# I'm gonna cap the PC if i don't get a response!



## <<Onafets>> (Dec 8, 2008)

Hi...
My net is pissing me off. I try to download some thing and the maximum I get is 10 kb/sec rarely. WTF is up. Note: This has been happening for a while now and for every file i download. :shadedshu

HELP PLZ


----------



## Solaris17 (Dec 8, 2008)

something in the router or moden might be F@#$ckd get the router and get the modem...dont unplug them that wont do...find a paper clicp and find the little reset button on them and hold them both in for like 30-45sec...do it with the modem first....then with the router....after that if it still doesnt work id call the ISP to make sure it isnt them....then id look at your computer...if that tunrs up nothing start looking back to a bad router or modem...


----------



## DrPepper (Dec 8, 2008)

You might have a download cap, like I do if you download over say 3gb in a day or during a certain period the isp will cap your speed for the greater good .... bastards.


----------



## EnergyFX (Dec 8, 2008)

Wireless??


----------



## DrPepper (Dec 8, 2008)

In fact I meant to ask what is the connection you are paying for ?


----------



## <<Onafets>> (Dec 8, 2008)

I can hear something shaking around and there is no reset button. I've got a 'Motorola, Surfboard'.


----------



## DrPepper (Dec 8, 2008)

<<Onafets>> said:


> I can hear something shaking around and there is no reset button. I've got a 'Motorola, Surfboard'.



Probs the same as mine SB5100?, Are you from the UK ?


----------



## <<Onafets>> (Dec 8, 2008)

Unlimited DownLoads Unlimited Browsing


----------



## <<Onafets>> (Dec 8, 2008)

And no Im from Aus


----------



## DrPepper (Dec 8, 2008)

<<Onafets>> said:


> Unlimited DownLoads Unlimited Browsing



Thats what virgin told me when I got my VIP internet package, When I read the terms and conditions during 5pm to 1 am if I download over 3gb it caps my speed.


----------



## <<Onafets>> (Dec 8, 2008)

Im with Bigpond


----------



## <<Onafets>> (Dec 8, 2008)

Should I Use the Onboard modem for the time being...


----------



## Solaris17 (Dec 8, 2008)

?


----------



## <<Onafets>> (Dec 8, 2008)

Woops my Bad...lol!
Wat Onboard!


----------



## Solaris17 (Dec 8, 2008)

id try as i said above but since their are no buttons lets try with step 1 re written unplug them both for a bit and try again.

**Data extract**
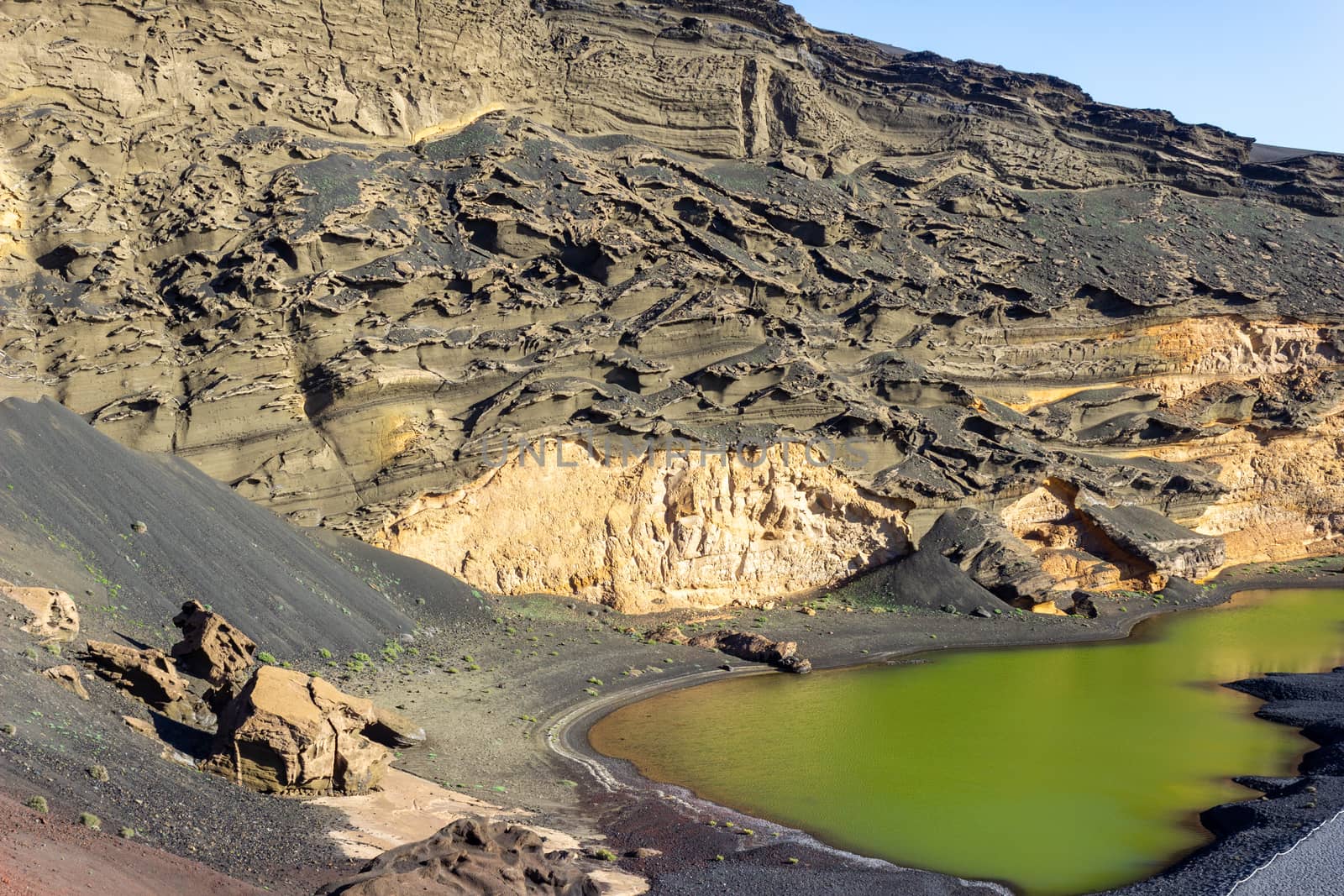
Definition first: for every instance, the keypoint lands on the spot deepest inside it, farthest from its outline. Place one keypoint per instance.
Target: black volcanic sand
(494, 680)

**Problem description**
Quote the passage from the forum thread on slow download speeds word for word, starting at "Thats what virgin" and ending at "caps my speed.".

**Task response**
Thats what virgin told me when I got my VIP internet package, When I read the terms and conditions during 5pm to 1 am if I download over 3gb it caps my speed.